→ **What you will do**
Print the entries exactly as given.
- - - - -
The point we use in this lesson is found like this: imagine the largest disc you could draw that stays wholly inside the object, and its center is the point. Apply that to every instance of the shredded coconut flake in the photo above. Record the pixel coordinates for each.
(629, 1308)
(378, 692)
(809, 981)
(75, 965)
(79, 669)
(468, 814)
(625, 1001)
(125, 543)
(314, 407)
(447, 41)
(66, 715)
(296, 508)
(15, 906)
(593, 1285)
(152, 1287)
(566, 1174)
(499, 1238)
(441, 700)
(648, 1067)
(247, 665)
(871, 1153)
- - - - -
→ **Reply**
The point we use in this lesson is found like this: imagine the largest disc you could draw that stays wholly inside the object, and its center is the point. Apply that to every instance of the shredded coconut flake in the photo above. Record the pixel coordinates for each.
(629, 1308)
(378, 692)
(809, 981)
(75, 965)
(79, 669)
(468, 814)
(625, 1001)
(125, 543)
(314, 407)
(447, 41)
(66, 715)
(296, 508)
(15, 906)
(593, 1285)
(152, 1287)
(566, 1174)
(499, 1238)
(441, 700)
(648, 1067)
(247, 665)
(871, 1153)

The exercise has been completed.